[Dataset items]

^^^^^^^^

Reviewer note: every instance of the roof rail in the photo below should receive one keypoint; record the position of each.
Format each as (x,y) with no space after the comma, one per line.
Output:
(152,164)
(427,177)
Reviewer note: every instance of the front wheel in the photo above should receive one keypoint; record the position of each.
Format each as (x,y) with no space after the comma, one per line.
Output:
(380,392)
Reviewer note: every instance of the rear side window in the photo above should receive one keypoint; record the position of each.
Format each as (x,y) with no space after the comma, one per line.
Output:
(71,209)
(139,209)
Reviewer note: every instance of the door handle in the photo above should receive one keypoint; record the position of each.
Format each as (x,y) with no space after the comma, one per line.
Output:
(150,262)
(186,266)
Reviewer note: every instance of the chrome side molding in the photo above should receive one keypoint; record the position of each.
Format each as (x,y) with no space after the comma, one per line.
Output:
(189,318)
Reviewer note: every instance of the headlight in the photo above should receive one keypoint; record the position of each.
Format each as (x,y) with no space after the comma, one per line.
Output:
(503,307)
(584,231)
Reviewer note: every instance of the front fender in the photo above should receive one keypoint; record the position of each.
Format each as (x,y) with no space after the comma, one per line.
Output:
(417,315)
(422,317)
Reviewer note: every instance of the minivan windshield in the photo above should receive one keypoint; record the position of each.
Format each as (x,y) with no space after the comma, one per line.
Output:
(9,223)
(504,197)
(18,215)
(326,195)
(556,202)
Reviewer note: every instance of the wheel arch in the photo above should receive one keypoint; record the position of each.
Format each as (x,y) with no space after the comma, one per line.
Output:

^^^^^^^^

--- AIM OF THE TASK ---
Nothing may be left out: return each entry exactly as it reads.

--- RESULT ---
Reviewer note: every instance of the roof rail in the photo below should receive one keypoint; record the position of each.
Format each as (x,y) with no space after the comma, one per line.
Output:
(152,164)
(427,177)
Reviewer note: every instance of the front wheel in the photo above should receive one keypoint; record the position of each.
Format each as (x,y) with no space after the comma, one per line.
Output:
(380,392)
Reviewer note: every instance of the rear side window in the photo above should receive one keypoint; record the position of each.
Format each as (x,y) with no space after the comma, one per line.
Output:
(71,209)
(139,209)
Reviewer note: every instance of the door handle in the photo above should receive one keypoint; record the position of each.
Format each as (x,y) with no space after the comma, one per line.
Output:
(150,262)
(186,266)
Reviewer note: every instance of the chrome side molding in the photo above should receive one keypoint; record the position of each.
Format each as (x,y) with no space after the comma, one per line.
Output:
(189,318)
Reviewer note: every instance of the headlight in the photo above should receive one keypoint; record the position of each.
Format each as (x,y) with no space after the comma, one per line.
Output:
(503,307)
(584,231)
Reviewer note: every instance of the front fender in the photo above should receive one keypoint; record the position of each.
Format each as (x,y) with no space after the comma, one per line.
Output:
(417,315)
(422,317)
Reviewer note: every instance of the minivan windshield in the photo above should receive one keypoint; record the position of each.
Format each as (x,y) with no space after the comma, one per line.
Output:
(9,223)
(504,197)
(18,215)
(326,195)
(556,202)
Reviewer note: every instance of the wheel arch in the photo above should receive one keypoint; record the position of each.
Format each as (x,y) with no space after the comma, one per line.
Output:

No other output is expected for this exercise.